## Written instruction:
Copy every line of the material below word for word, leaving out the pictures.

## Data supplied:
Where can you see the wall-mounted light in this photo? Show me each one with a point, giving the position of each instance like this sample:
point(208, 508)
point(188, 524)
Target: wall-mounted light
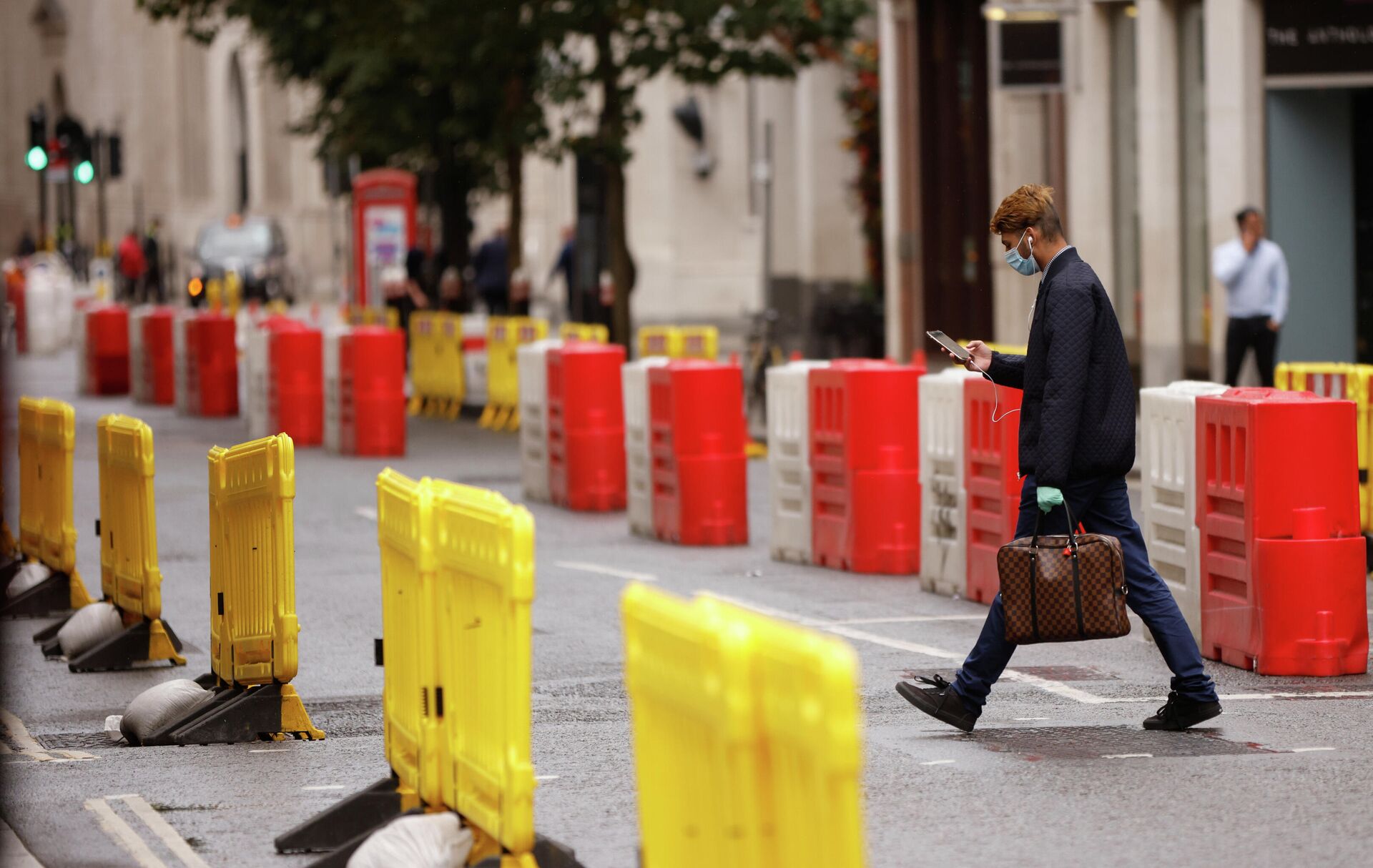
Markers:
point(688, 119)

## Answer to this task:
Where can you see the wall-mounted light in this photo? Show me each one with a point, giving the position of each instance like this sample:
point(208, 508)
point(188, 524)
Target: wall-mounted light
Markers:
point(688, 119)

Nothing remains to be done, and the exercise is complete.